──────── QUOTED PASSAGE
I did not watch the Super Bowl. I did watch Kendrick’s halftime performance, with my mouth literally agape for most of it. If you think Taylor Swift is the king of hidden meaning, you do not know Kendrick’s game. Let’s go:
People say that 2024 was Kendrick’s year of being a hater, but as a fan since To Pimp a Butterfly (2015), I know that Kendrick’s been a hater. Specifically, besides hating Drake, Kendrick hates the neocolonialist white supremacist establishment of the United States of America and its slavery-born carceral system—which, conveniently, are perfectly symbolized by the Super Bowl.
In terms of realms of American society in which power is generated by Black people and held by white people, no industries compare to sports and music. The Super Bowl is in some ways the biggest night of the year for both; the it is consistently the most watched televised event all year, and captures a different audience than the one that halftime performers usually reach. All of the Super Bowl halftime headliners have been Black since 2021, a curious phenomenon in a country increasingly regressing towards outright racism in its politics.
Kendrick has a long history of characters who only appear to speak in interludes, providing a thematic backbone to the story he creates with his songs. Samuel Jackson’s portrayal of Uncle Sam, a recurring character in Kendrick’s work, opens the show, pontificating, “It’s your uncle, Sam. And this is the great American game!” The friendly tone and emphasis of phrasing (“it’s your uncle, Sam”), feel intentional; Kendrick frequently engages with an Uncle Sam that attempts to charm him into a feeling of false safety, like the one in “Wesley’s Theory:”
────────────────
──────── ENTRIES PROVIDED
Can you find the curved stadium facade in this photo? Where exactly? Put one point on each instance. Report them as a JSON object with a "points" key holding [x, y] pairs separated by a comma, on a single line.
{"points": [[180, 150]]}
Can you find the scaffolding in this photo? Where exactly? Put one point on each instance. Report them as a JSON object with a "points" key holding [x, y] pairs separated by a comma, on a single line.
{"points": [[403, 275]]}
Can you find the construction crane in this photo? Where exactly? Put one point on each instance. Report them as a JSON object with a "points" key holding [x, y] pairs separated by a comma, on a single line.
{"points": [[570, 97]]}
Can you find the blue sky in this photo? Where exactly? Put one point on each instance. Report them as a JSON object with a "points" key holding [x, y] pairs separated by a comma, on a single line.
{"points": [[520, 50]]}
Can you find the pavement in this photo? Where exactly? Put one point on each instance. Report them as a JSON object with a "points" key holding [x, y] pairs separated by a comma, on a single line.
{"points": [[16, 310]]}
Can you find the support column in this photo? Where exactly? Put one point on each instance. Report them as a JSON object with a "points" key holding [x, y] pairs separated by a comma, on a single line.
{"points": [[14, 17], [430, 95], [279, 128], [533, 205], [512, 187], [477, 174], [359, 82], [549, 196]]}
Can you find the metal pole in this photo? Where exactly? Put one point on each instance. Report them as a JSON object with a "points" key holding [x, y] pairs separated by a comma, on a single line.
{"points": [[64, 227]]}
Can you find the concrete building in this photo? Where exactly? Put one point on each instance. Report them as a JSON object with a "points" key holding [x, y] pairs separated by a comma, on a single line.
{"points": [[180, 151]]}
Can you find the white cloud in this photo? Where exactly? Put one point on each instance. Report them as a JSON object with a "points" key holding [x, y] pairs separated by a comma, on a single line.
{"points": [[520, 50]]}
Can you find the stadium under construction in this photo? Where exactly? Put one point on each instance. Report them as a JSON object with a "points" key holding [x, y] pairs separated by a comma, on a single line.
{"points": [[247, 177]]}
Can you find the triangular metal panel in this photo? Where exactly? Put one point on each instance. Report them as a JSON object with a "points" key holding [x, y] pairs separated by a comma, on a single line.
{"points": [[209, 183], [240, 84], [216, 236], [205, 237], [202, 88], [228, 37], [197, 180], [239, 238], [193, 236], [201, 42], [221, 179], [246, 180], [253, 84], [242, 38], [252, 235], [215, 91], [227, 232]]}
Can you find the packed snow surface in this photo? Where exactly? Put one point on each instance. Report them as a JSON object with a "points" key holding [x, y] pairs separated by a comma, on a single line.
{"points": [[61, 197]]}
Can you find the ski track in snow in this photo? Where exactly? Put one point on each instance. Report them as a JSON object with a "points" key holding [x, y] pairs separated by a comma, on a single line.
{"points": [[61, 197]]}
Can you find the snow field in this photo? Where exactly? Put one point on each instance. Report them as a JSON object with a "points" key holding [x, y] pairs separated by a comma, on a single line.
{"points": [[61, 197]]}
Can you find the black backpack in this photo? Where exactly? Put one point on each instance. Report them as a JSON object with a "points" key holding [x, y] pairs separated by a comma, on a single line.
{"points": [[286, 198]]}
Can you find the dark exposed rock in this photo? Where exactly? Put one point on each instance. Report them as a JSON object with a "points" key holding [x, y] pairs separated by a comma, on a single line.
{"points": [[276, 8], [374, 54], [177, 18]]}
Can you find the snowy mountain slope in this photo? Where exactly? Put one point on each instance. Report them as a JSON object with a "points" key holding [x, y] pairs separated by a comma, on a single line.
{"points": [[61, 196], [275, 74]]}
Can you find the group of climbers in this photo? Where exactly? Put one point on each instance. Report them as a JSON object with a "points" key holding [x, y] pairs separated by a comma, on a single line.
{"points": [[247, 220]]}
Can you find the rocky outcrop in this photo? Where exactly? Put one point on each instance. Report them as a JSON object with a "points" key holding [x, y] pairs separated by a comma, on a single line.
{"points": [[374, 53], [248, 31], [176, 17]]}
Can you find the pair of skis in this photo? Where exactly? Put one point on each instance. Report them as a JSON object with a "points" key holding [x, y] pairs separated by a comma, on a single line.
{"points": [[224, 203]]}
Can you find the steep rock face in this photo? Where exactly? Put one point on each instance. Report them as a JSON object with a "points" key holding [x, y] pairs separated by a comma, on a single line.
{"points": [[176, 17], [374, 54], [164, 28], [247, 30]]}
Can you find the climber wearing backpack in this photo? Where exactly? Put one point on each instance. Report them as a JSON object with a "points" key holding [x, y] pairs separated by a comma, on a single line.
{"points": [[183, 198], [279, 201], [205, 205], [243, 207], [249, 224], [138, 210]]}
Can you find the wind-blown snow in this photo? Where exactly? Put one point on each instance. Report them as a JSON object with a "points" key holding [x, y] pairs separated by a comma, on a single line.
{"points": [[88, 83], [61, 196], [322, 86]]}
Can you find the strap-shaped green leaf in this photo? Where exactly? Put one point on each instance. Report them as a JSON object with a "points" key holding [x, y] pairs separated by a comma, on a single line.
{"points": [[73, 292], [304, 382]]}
────────────────
WHAT IS BEING ASKED — Condense the paragraph of the halftime-show essay that begins "In terms of realms of American society" into a bulleted list that keeps its main facts.

OUTPUT FOR THIS EXERCISE —
- Sports and music are the areas of American society where power is most clearly generated by Black people and held by white people.
- The Super Bowl is in some ways the biggest night of the year for both industries.
- It is consistently the most watched televised event of the year, and it reaches a different audience than halftime performers usually do.
- Every Super Bowl halftime headliner since 2021 has been Black. This is a curious phenomenon in a country whose politics are increasingly regressing toward outright racism.